Instructions to follow: Locate the line that contains "tree trunk, placed". Retype it and every line after it to the end of the records, exactly, but not the pictures.

Supplied data:
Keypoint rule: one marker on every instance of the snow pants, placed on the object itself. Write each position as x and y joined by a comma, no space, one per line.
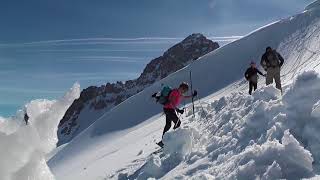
170,116
274,73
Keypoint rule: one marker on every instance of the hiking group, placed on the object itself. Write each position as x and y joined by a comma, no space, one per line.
271,62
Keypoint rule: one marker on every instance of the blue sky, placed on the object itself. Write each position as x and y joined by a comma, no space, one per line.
47,45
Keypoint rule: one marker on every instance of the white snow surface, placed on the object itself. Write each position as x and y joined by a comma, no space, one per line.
268,135
23,148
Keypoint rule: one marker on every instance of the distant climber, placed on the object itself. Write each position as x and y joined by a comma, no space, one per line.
171,107
251,75
26,117
272,61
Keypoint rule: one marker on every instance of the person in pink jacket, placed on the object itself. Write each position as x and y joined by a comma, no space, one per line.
171,107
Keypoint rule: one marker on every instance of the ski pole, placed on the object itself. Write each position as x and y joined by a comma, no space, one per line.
192,94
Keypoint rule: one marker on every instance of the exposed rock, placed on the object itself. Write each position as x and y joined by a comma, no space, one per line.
107,96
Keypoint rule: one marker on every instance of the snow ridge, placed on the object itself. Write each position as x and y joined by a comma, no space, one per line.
245,137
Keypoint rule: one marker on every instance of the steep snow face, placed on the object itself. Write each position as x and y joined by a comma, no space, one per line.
314,5
23,148
244,137
239,136
95,101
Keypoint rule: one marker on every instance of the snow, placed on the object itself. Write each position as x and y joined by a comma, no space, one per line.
268,135
23,148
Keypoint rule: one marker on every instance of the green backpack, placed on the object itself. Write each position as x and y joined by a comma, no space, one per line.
163,98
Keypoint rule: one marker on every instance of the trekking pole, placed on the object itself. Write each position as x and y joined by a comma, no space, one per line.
192,94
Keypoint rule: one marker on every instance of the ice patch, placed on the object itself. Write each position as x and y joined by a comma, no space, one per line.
24,147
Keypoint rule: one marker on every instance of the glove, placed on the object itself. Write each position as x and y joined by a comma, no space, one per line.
195,93
181,111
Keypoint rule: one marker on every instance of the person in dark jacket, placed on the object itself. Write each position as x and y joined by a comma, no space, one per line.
26,117
251,75
171,107
271,61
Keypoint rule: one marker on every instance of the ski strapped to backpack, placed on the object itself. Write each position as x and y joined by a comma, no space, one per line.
162,97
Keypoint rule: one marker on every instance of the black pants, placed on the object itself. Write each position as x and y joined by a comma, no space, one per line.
252,85
171,116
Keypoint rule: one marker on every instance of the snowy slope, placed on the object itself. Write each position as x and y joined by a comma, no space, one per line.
95,101
238,136
23,148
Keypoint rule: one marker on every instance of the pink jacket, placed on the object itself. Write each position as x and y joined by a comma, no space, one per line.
174,99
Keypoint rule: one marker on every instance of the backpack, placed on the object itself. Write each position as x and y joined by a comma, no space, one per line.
273,59
163,96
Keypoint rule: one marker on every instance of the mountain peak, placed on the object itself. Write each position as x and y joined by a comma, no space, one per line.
94,101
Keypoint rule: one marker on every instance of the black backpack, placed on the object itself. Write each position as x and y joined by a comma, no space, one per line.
162,97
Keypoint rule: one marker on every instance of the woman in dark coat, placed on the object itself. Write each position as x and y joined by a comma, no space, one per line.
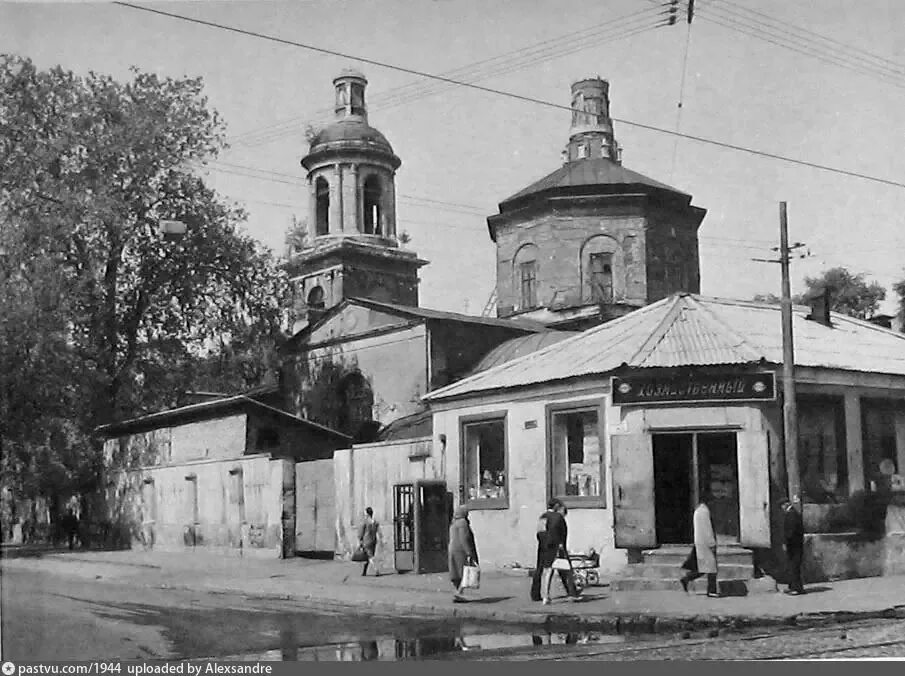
461,549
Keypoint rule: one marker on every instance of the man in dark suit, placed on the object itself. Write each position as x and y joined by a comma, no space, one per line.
551,537
793,537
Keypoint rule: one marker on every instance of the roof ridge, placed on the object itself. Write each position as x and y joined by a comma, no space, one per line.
720,324
659,332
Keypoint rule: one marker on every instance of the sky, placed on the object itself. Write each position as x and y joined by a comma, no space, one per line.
819,82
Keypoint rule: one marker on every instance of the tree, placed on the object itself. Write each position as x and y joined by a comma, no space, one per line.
849,293
899,289
91,168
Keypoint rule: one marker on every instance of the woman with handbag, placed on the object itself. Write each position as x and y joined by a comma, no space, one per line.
702,559
368,535
462,551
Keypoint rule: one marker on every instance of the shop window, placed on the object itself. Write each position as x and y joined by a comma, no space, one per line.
322,199
878,429
576,456
484,462
822,458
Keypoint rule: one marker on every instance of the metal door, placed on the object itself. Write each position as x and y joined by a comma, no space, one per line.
404,527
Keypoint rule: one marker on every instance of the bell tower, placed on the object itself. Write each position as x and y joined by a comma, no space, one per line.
352,246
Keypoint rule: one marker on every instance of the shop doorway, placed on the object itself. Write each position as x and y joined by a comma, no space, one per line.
686,465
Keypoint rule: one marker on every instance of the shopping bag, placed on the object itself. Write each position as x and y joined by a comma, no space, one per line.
691,561
471,576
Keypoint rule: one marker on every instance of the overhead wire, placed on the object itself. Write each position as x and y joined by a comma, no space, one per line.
733,20
519,97
485,68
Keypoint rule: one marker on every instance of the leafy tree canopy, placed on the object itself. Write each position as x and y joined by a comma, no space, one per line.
101,318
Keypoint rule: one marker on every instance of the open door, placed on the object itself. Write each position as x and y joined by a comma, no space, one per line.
754,489
633,490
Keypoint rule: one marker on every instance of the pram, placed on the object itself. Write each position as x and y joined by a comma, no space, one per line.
584,569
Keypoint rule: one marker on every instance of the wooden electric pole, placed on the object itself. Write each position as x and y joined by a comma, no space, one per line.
789,405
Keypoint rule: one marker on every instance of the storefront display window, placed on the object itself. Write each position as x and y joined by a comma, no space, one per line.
484,449
878,427
577,456
823,463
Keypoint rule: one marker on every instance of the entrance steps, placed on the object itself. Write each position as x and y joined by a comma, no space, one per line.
660,569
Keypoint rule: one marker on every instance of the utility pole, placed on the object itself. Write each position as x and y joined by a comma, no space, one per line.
789,406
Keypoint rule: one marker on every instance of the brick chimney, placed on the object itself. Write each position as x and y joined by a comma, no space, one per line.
820,308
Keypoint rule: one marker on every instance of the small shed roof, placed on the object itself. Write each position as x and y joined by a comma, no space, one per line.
205,411
691,330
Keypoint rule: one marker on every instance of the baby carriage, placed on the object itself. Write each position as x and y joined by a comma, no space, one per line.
584,569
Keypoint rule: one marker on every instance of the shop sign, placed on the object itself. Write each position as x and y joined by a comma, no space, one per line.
694,387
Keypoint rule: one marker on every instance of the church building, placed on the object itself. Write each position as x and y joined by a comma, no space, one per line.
593,240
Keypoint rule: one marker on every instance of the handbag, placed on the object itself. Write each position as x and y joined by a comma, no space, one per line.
691,561
471,576
562,561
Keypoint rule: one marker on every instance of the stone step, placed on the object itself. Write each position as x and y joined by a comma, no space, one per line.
659,569
726,586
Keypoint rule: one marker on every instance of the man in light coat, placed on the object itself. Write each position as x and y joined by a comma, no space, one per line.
704,561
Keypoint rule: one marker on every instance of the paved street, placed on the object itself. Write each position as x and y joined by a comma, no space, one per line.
872,638
48,617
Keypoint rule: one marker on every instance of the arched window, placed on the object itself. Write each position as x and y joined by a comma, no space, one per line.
372,192
356,401
315,303
316,298
600,262
525,271
322,196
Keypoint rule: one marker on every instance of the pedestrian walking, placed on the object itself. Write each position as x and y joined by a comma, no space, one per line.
564,575
70,523
554,546
702,560
368,537
462,550
793,538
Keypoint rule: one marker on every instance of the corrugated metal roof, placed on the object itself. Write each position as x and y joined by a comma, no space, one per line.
427,313
587,172
688,330
205,410
519,347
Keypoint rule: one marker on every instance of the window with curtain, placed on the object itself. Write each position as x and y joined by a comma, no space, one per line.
484,461
577,455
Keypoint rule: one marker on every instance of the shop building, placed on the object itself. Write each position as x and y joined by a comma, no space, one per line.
629,422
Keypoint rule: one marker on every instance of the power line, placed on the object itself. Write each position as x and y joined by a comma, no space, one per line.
518,97
503,63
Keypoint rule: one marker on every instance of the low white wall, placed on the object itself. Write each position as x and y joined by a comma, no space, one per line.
365,476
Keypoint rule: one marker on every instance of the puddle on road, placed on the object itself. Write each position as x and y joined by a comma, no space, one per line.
394,649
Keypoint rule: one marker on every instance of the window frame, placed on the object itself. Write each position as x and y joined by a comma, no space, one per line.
552,410
477,419
607,258
530,302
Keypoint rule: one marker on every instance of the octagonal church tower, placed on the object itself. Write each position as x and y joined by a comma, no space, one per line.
593,240
352,247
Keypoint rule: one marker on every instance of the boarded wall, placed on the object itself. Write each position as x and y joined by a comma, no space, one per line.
315,493
237,504
365,476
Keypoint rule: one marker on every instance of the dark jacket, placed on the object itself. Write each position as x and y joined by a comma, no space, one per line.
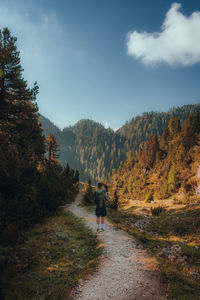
100,197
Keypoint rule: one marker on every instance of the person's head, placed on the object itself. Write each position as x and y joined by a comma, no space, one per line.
99,185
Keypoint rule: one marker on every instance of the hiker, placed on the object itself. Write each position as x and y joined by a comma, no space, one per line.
100,199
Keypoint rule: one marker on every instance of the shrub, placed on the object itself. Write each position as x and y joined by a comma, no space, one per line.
157,211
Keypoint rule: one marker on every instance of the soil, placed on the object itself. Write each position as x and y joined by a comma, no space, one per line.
126,271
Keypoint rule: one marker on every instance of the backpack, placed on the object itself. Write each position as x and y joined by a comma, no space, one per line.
100,199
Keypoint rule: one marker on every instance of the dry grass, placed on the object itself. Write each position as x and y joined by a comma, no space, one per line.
51,261
178,226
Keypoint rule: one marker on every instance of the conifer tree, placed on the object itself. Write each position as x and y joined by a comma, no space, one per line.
52,148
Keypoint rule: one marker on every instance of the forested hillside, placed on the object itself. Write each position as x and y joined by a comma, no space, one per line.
96,151
163,168
32,183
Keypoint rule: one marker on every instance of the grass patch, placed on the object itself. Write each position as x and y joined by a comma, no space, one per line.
52,260
173,238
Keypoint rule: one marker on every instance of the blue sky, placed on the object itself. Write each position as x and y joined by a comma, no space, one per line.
107,60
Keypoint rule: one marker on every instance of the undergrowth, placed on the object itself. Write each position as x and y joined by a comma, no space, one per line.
163,234
52,259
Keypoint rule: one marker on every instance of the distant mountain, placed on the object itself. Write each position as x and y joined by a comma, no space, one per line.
95,151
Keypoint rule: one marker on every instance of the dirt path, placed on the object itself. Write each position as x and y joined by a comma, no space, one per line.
126,272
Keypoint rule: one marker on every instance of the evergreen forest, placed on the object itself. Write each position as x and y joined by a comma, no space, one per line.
96,151
32,183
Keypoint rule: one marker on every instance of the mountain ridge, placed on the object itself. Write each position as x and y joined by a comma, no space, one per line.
95,150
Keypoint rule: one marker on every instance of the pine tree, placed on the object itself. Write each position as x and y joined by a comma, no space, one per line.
52,148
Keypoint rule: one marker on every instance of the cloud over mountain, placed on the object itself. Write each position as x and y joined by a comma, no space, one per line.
178,43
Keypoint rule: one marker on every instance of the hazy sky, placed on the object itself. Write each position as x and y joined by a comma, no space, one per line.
107,60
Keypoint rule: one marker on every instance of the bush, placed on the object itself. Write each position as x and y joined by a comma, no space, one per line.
157,211
149,197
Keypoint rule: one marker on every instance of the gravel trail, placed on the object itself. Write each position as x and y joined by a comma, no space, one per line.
126,272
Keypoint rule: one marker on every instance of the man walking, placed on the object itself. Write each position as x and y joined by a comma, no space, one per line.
100,199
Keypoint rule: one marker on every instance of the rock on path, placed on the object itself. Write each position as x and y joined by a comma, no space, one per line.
126,272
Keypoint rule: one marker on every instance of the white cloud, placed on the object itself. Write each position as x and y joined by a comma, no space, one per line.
106,125
178,43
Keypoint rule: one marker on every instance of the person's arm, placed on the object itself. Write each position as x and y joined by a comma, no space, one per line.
95,198
106,188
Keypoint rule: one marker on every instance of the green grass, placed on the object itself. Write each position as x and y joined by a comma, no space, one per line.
52,260
171,228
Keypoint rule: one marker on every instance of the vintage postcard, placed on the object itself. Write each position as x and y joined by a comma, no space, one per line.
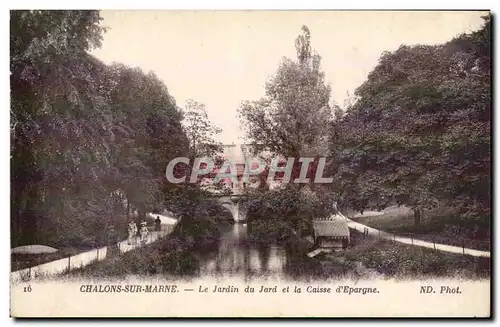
250,163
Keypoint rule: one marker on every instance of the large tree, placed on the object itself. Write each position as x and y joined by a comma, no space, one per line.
85,137
420,130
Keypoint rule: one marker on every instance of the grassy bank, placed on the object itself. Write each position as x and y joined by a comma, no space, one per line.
442,225
405,261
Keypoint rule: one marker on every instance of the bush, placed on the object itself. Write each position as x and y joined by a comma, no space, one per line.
292,205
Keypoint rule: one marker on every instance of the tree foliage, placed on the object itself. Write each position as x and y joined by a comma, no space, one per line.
292,118
89,142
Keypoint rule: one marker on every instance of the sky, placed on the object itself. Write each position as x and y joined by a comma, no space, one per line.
221,58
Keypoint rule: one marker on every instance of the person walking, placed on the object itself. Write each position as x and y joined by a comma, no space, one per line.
157,224
132,232
143,232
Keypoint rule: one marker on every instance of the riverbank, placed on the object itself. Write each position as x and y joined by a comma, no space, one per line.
175,254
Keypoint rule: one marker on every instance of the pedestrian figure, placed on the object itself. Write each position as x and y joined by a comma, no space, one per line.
158,223
132,232
143,232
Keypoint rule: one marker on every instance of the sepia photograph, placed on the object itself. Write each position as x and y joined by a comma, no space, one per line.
253,163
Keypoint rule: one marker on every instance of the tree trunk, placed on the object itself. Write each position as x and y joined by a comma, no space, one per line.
417,216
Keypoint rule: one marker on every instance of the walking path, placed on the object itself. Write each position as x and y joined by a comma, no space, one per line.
411,241
83,259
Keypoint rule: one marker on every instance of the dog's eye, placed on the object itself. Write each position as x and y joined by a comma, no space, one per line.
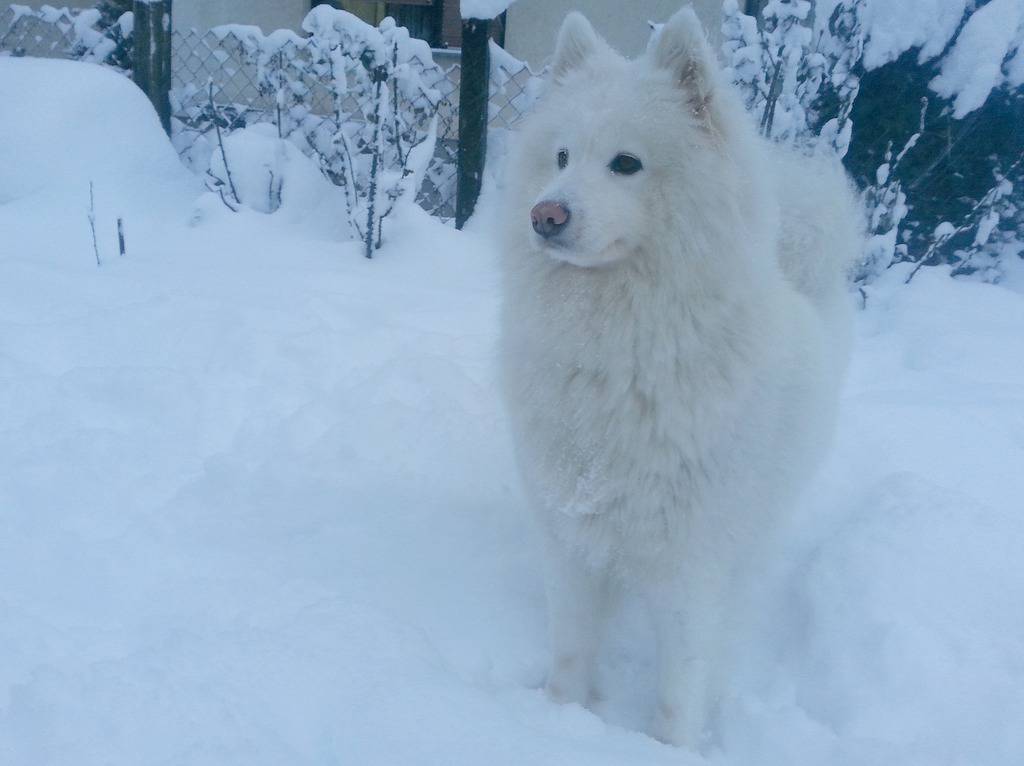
625,165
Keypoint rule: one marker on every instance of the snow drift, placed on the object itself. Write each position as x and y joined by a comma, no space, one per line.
257,503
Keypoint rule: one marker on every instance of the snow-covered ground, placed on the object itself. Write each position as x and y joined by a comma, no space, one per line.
257,502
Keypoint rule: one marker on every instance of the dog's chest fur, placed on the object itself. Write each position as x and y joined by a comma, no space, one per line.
637,409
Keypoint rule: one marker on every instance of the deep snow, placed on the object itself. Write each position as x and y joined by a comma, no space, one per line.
257,502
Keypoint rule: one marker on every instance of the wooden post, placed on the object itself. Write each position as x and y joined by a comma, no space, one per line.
474,96
152,54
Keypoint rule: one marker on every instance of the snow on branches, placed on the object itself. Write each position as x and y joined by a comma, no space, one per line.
358,98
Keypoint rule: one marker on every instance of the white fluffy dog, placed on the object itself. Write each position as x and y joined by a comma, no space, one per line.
675,330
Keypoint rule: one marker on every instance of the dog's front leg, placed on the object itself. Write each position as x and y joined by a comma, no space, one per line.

Exercise result:
Keypoint rule: one marker on every instance of the tree trunk, placed on the object itself. Write each position as x and y joined by a comma, no space, one per line.
417,216
Keypoint rule: one marker on every instance of the walking path, placed on the object itself. Write each position as x and y joined by a comma, no space, one per line.
411,241
83,259
Keypoint rule: one marker on every instance of the dog's eye, placed on the object itself. Write each position as x and y joined by a comma, no space, one per line.
625,165
Keypoint rule: one marker on every instance of the snow drift, placed on the object itself. Write each position as x and y joined by a comma, no space, one per line.
257,503
Keypoint rule: one marker on every instance of the snow-covered ground, placed on the object itself. Write each position as x and y joined by a comma, no space, one per line.
257,502
Keypoint rule: one marker on every instance of the dog's chest fur, placed on the object itself. Write each position as x and y joined by a comma, no space, one per line.
637,409
Keypoint rule: one marker on every instance of the deep snow, placed on the object itself. Write each position as x and y joined by a comma, no space, one per line.
257,502
Keypoint rule: one marker on every instance of the wooden post, placed on the object itself. Write each position as x and y joined by a comma, no space, one per line.
474,96
152,54
Keypoint rule: one marker on every instance of the snow on branches, placed on the object itself. Write each position as x and y joined by a comma, no space, one per line.
358,98
Keypoint rule: one marker on every instance of the white fluffy dog, placed on the object itself. Write each position as x and y joined by a comma, no space, one per line.
675,330
Keypoint rule: one marker on every instance of the dog's front leg, placed on the object itself. Write each position as x and y joined by a comma, no space, one per line.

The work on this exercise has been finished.